**Work required**
Would you output the whole listing below, exactly as it reads?

/---

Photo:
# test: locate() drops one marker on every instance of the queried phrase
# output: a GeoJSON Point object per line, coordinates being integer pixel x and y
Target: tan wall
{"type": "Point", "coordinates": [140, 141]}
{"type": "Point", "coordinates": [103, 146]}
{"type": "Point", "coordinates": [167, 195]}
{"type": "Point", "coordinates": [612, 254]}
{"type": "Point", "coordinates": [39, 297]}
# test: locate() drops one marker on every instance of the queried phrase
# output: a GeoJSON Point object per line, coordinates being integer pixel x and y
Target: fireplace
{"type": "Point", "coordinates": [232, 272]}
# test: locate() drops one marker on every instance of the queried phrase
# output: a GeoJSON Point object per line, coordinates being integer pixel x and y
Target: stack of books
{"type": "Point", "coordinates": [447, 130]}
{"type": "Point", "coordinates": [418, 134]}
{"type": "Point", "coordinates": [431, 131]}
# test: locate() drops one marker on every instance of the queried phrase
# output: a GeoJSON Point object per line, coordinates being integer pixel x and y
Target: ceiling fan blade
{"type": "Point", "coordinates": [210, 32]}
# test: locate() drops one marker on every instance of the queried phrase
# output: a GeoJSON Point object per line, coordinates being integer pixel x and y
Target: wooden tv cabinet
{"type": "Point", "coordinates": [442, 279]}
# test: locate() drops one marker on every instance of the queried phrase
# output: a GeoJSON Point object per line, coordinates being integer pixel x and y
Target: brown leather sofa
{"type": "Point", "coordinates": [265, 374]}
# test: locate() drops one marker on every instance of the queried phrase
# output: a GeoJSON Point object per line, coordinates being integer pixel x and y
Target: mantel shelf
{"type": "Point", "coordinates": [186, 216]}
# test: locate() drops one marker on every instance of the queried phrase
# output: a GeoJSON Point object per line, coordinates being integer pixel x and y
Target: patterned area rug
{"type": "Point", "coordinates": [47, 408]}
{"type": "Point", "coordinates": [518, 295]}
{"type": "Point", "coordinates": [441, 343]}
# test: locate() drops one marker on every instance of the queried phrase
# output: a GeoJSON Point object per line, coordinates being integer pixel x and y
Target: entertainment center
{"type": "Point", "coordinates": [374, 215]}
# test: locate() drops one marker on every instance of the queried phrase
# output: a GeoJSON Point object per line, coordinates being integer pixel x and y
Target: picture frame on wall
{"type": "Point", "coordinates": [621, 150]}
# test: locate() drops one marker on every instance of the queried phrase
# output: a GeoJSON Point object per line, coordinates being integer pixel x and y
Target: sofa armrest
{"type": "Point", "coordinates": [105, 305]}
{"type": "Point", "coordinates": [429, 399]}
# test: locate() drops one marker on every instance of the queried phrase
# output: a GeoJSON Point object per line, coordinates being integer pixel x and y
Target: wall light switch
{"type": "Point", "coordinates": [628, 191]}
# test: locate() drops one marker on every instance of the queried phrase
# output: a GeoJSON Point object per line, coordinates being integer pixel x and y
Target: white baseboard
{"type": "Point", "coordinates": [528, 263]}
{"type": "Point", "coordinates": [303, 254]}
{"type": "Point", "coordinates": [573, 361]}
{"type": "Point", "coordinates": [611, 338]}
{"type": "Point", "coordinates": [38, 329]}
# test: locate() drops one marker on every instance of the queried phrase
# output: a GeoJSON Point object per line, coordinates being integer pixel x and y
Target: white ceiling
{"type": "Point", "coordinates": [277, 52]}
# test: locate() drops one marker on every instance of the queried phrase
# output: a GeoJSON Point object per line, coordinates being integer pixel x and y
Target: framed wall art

\---

**Written answer**
Photo:
# test: locate() drops one marker on every instance of the queried phrase
# output: a GeoJSON Point object per line, coordinates being integer pixel x and y
Target: tan wall
{"type": "Point", "coordinates": [140, 141]}
{"type": "Point", "coordinates": [103, 146]}
{"type": "Point", "coordinates": [167, 195]}
{"type": "Point", "coordinates": [612, 254]}
{"type": "Point", "coordinates": [39, 297]}
# test: locate() drops one marker on every instance of the queried phrase
# output: a GeoJSON Point object per line, coordinates being integer pixel x and y
Target: fireplace
{"type": "Point", "coordinates": [232, 272]}
# test: locate() drops one marker on every instance of the queried phrase
# output: a GeoJSON Point object per line, coordinates being integer pixel x and y
Target: stack of books
{"type": "Point", "coordinates": [447, 130]}
{"type": "Point", "coordinates": [418, 134]}
{"type": "Point", "coordinates": [431, 131]}
# test: locate() drops one marker on every instance of the queried phrase
# output: a GeoJSON Point object per line, coordinates being integer pixel x and y
Target: ceiling fan blade
{"type": "Point", "coordinates": [210, 32]}
# test: locate() drops one marker on every instance of the queried phrase
# output: a GeoJSON Point object per line, coordinates being integer pixel x and y
Target: wooden tv cabinet
{"type": "Point", "coordinates": [442, 279]}
# test: locate() drops one marker on every instance of the queried phrase
# output: a GeoJSON Point object per line, coordinates being integer pixel x and y
Target: brown leather sofa
{"type": "Point", "coordinates": [265, 374]}
# test: locate() drops one marker on every instance of the queried phrase
# output: a GeoJSON Point object per line, coordinates being integer pixel x and y
Target: mantel shelf
{"type": "Point", "coordinates": [186, 216]}
# test: locate() drops one marker on every instance of the queried phrase
# output: a GeoJSON Point object per line, coordinates being integer pixel x and y
Target: patterned area rug
{"type": "Point", "coordinates": [47, 408]}
{"type": "Point", "coordinates": [518, 295]}
{"type": "Point", "coordinates": [441, 343]}
# test: locate() drops one marker on every instance of the queried phrase
# output: a GeoJSON Point object per line, coordinates being integer pixel x and y
Target: entertainment center
{"type": "Point", "coordinates": [374, 215]}
# test: locate() drops one marker on every instance of the queried phrase
# output: a GeoJSON Point object per line, coordinates being integer pixel x and y
Target: picture frame on wall
{"type": "Point", "coordinates": [621, 150]}
# test: locate() drops one marker on every instance of the queried phrase
# output: a GeoJSON Point object per line, coordinates being integer pixel x and y
Target: sofa armrest
{"type": "Point", "coordinates": [105, 305]}
{"type": "Point", "coordinates": [429, 399]}
# test: locate() drops one marker on every instance of the queried phrase
# output: a GeoJSON Point object per line, coordinates being integer pixel x and y
Target: wall light switch
{"type": "Point", "coordinates": [628, 191]}
# test: locate() drops one marker on every instance of the queried phrase
# output: a GeoJSON Point object per line, coordinates being integer pixel x and y
Target: white baseboard
{"type": "Point", "coordinates": [528, 263]}
{"type": "Point", "coordinates": [303, 254]}
{"type": "Point", "coordinates": [573, 361]}
{"type": "Point", "coordinates": [611, 338]}
{"type": "Point", "coordinates": [38, 329]}
# test: locate() drops one marker on every instance of the queried phrase
# output: a GeoJSON Point object per line, coordinates being integer pixel x and y
Target: white ceiling
{"type": "Point", "coordinates": [277, 52]}
# test: locate() drops one marker on every instance of the queried phrase
# output: a GeoJSON Point object per line, coordinates being integer pixel x and y
Target: framed wall art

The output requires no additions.